TRIPS is a Floor, Not a Ceiling
This week, the WTO’s Council on Trade-Related Aspects of Intellectual Property Rights (TRIPS) is meeting in Geneva to discuss a number of IP issues related to the 1994 World Trade Organization (WTO) agreement. One of the items reportedly on the agenda is a discussion on the legitimacy of various so-called “TRIPS-plus” measures: bilateral and multilateral agreements between countries that raise the bar on intellectual property (IP) protections.
News from Geneva is that China and India are concerned about ongoing efforts—namely the Anti-Counterfeiting Trade Agreement (ACTA) being negotiated by the U.S., EU, and nearly a dozen other countries—to improve cooperation and enforcement activities between these states against the growing problems of counterfeiting and piracy. The ACTA negotiating countries are working to forge an ACTA, wholly consistent with TRIPS, because IP theft is killing jobs, stifling innovation, harming consumers, and retarding their economic recovery.
Makes sense; so what’s the problem?
According to an unnamed developing country official, China and India believe that TRIPS-plus measures “constrain flexibilities and undermine the balance of rights in the TRIPS agreement.” They believe that TRIPS is a “ceiling,” and that further efforts such as ACTA have no merit. However, this complaint doesn’t jibe with the facts—either today or over fifteen years ago when countries started signing up to this agreement.
A recent white paper, TRIPS: Floor Versus Ceiling?, has analyzed this debate and shows that TRIPS is indeed a global “floor” when it comes to IP protections. For starters, the text of the TRIPS argument itself states that TRIPS “establishes minimum levels of protection that each government has to give to the intellectual property of fellow WTO members.…” IP scholars and experts of all stripes agree that TRIPS is a “floor,” and other references to this fact can be found throughout the TRIPS agreement, as the white paper points out. Moreover, other international agreements, such as the WIPO Copyright Treaty and the WIPO Performances and Phonograms Treaty, also go beyond the minimum standards of TRIPS.
Another apparent complaint is that developing countries are “pushed into” these TRIPS-plus agreements by developed countries. But as everyone knows, free trade agreements (which often include enhanced IP protections) are voluntary arrangements where each side gives and takes to improve its own net welfare; no one is “forced” into an agreement that is detrimental to their interests. The fact is, when it comes to IP, stronger protections lead to higher levels of innovation, job creation, and economic growth in the long run. Study after study shows that countries that have clear legal frameworks that protect IP rights and enforce these rights vigorously, tend to see higher levels of foreign direct investment, technology transfer, and other benefits that spur development, prosperity, and economic growth.

* _EXTRACTED RECORDS_
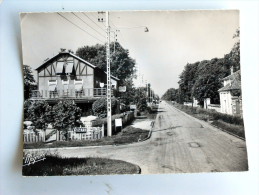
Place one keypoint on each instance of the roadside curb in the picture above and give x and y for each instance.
(90, 147)
(208, 125)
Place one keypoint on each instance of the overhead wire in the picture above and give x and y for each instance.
(87, 24)
(93, 21)
(79, 27)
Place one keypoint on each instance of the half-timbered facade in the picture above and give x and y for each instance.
(67, 76)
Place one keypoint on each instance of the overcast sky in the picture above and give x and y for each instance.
(175, 38)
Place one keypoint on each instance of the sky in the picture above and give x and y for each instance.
(174, 39)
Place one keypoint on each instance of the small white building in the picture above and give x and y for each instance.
(230, 94)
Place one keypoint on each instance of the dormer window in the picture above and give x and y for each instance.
(52, 84)
(65, 67)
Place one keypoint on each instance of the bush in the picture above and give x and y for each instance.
(99, 107)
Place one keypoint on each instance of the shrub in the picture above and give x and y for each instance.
(99, 107)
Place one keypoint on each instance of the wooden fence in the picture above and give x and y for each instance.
(31, 136)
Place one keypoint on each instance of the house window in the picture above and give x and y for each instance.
(78, 84)
(65, 84)
(60, 68)
(52, 85)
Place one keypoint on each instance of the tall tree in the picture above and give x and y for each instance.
(170, 95)
(187, 81)
(39, 113)
(29, 81)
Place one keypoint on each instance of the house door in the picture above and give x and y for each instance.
(237, 107)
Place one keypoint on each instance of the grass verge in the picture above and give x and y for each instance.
(54, 165)
(126, 136)
(232, 124)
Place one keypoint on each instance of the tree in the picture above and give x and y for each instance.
(170, 95)
(140, 99)
(66, 116)
(209, 79)
(29, 81)
(187, 80)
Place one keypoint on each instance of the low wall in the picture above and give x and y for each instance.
(126, 117)
(215, 107)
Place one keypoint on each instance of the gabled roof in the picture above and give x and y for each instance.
(69, 53)
(235, 82)
(233, 76)
(115, 78)
(231, 86)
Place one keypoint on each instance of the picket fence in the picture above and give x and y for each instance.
(31, 137)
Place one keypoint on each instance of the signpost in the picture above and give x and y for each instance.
(122, 89)
(118, 123)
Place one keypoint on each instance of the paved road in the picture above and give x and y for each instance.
(179, 144)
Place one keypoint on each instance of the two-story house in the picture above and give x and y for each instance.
(67, 76)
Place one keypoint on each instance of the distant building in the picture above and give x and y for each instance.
(231, 94)
(67, 76)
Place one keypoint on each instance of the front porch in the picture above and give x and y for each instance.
(84, 95)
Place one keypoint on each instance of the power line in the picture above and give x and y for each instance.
(87, 24)
(93, 21)
(79, 27)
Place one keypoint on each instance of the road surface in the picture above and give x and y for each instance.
(179, 144)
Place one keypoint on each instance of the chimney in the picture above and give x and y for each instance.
(231, 70)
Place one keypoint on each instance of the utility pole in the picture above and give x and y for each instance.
(109, 109)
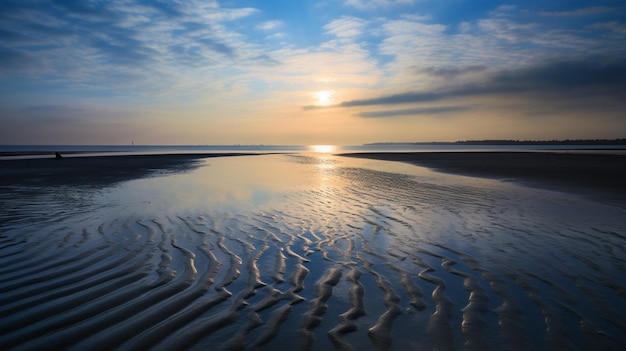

* _EXERCISE REQUIREMENTS_
**1.** Using the text on TRIPS as a floor, answer these questions:
(a) Which two countries are reported to be concerned about ACTA?
(b) What is the title of the white paper the text mentions?
(c) Which two WIPO treaties are said to go beyond the minimum standards of TRIPS?
**2.** Carry the text on TRIPS as a floor forward, starting after its final sentence.

* _RESPONSE LIST_
**1.**
(a) China and India
(b) TRIPS: Floor Versus Ceiling?
(c) The WIPO Copyright Treaty and the WIPO Performances and Phonograms Treaty

**2.**
And this growth is not only attributed to outside investment, but also to domestic entrepreneurs, innovators, and industries that also rely on IP protections to secure capital, conduct R&D, and commercialize products that promise a sufficient return on investment safe from counterfeiters and pirates.
So what to make of India and China’s concerns over “TRIPS plus” agreements like the ACTA? One might argue that both countries are concerned that enhanced efforts to stop counterfeit medicines, stolen software, pirated movies and music, fake apparel, and other goods coming into the EU and U.S. on a daily basis might further expose their insufficient efforts to stop these items from leaving their shores in the first place. After all, according to the Obama administration, nearly 80% of the counterfeit goods that enter the U.S. illegally each year—and valued in the hundreds of millions of dollars—comes from China.
Or maybe these measures will demonstrate that both Beijing and New Delhi need to do more to improve their IP laws, regulations, and processes to ensure that they meet international norms and expectations. This is something the recent Special 301 Report from the U.S. Trade Representative made abundantly clear this year…again.
The bottom line is that countries in both the developed and developing world shouldn’t be distracted this week by China’s and India’s attempts to muddy the waters on IP protections. Global problems associated with counterfeiting and piracy these days—such as job destruction, fake goods that harm, and disincentivizing innovation—are a result of IP laws and enforcement being too weak, not too strong. TRIPS is a global “floor” of rights and protections created to provide enhanced opportunities for the trade of innovative and creative works. In order to continue to encourage this ingenuity, foster economic growth, and combat the detrimental effects of IP theft, the international community must continue to work to strengthen—not question—IP rights and protections around the world.